## EXTRAIT CHOISI

----

Les années deux mille ne sont pas en reste: de 2004 à 2012, Operations ISAF en Afghanistan avec une présence permanente à Kaboul; 2006 évacuations de réfugiés au Liban, 2007-2013 diverses missions humanitaires ou en support de l’ONU; 2011-2018 opérations de support dans le cadre des opérations militaires SERVAL, SANGARIS, Guardian Falcon, Desert Falcon. En 2018-2019 un C-130 est mis à disposition permanente de la Minusma, dans le cadre de l’opération de stabilisation intégrée de l’ONU au Mali.
L’apothéose de cette remarquable carrière a lieu en août 2021 lors de l’évacuation de Kaboul à la suite de la reconquête fulgurante de l’Afghanistan par les Talibans. Au cours de cette opération baptisée « Red Kite », le 15ème Wing alignera, en plus d’un A-400M, trois C-130 (CH-01,07 et 11) qui effectueront cinq jours durant, du 21 au 25 août, des rotations entre Islamabad au Pakistan et Kaboul, évacuant 1.418 personnes. L’ultime opération extérieure sera « Tropical Storm 21 » au Gabon du 22 novembre au 14 décembre 2021.
Une maintenance au top
Toutes ces opérations se seront faites grâce à des avions fiables et parfaitement entretenus. Après 20 années, Ils font l’objet d’un « Midi-life Improvement Program » effectué par Sabena Technics à Zaventem qui a également en charge la maintenance lourde des C-130 dont notamment les inspections structurelles à la recherche des signes de vieillissement. La phase 1, le « Life Expansion Plan » entamé en 1992, a pour but de maintenir ces appareils opérationnels jusqu’en 2010 et consiste à remplacer les panneaux extérieurs d’ailes au-delà des moteurs intérieurs. La phase 2 qui a lieu entre 1993 et 1995 est une modification importante du cockpit avec une avionique de pointe dont un nouveau système de navigation GPS remplaçant le système d‘origine « Omega » défaillant, un radar météo plus performant et l’installation de systèmes passifs de défense avec des leurres thermiques et du blindage. Dans les années 2000, il reçoit un système d’autoprotection qui protège l’avion d’une gamme plus large de missiles en approche. A noter que déjà en juillet 1979 sur le CH-08 et en février 1983 sur le CH-06, des essais d’armement avec des mitrailleuses .50 placées dans les portes arrière avaient été effectués. Lors de la phase 1 qui se termine à l’automne de 1993, le schéma de camouflage « SEA » d’origine sera remplacé par une livrée uniforme gris moyen brillante, plus facile à entretenir et plus adaptée aux missions humanitaires que la « tenue guerrière ».

----

## DONNÉES FOURNIES
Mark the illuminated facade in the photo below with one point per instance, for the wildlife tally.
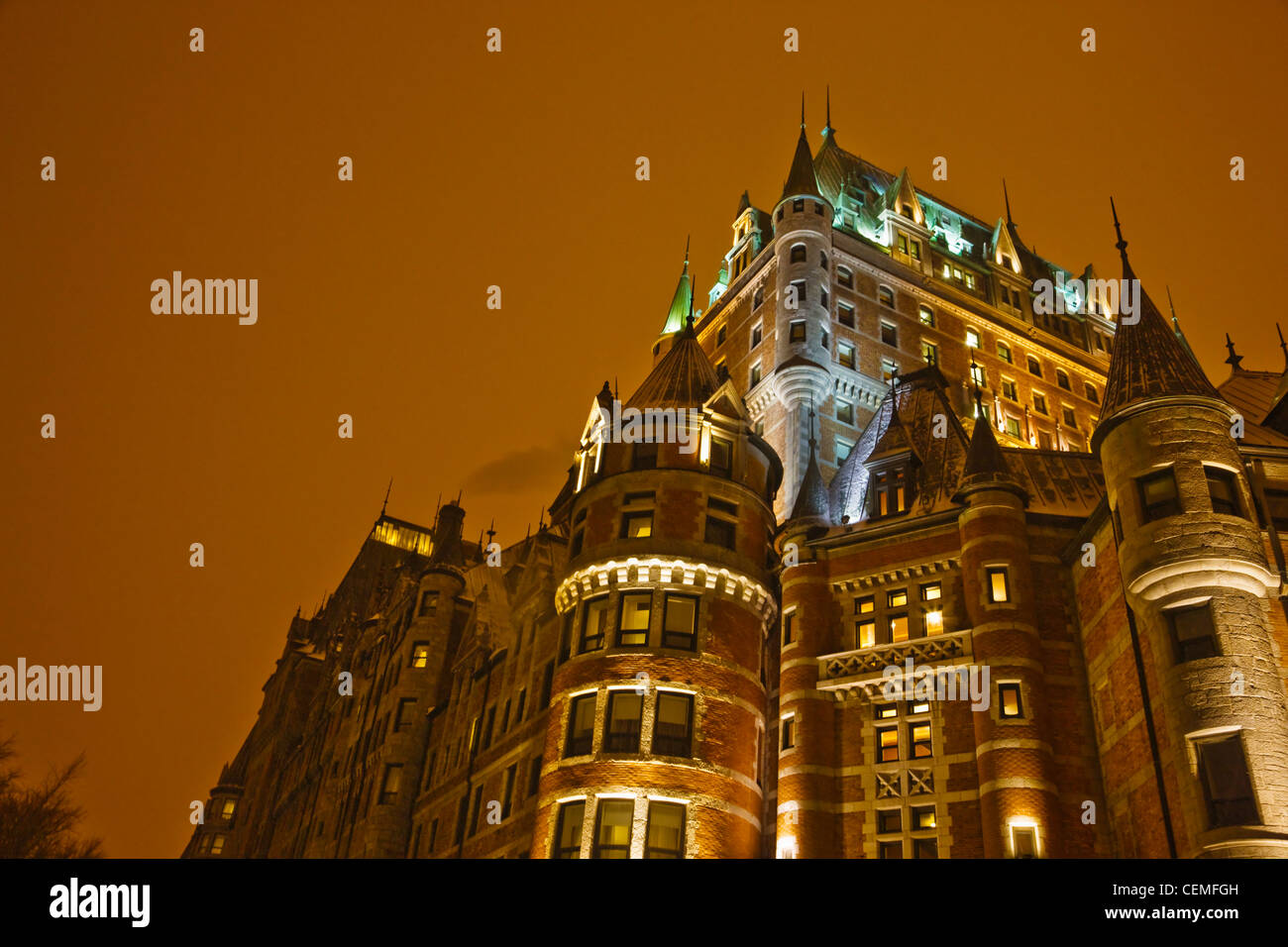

----

## CONSIGNE
Selon l'extrait choisi, par quoi le schéma de camouflage « SEA » d'origine a-t-il été remplacé ?

## RÉPONSE ATTENDUE
Par une livrée uniforme gris moyen brillante.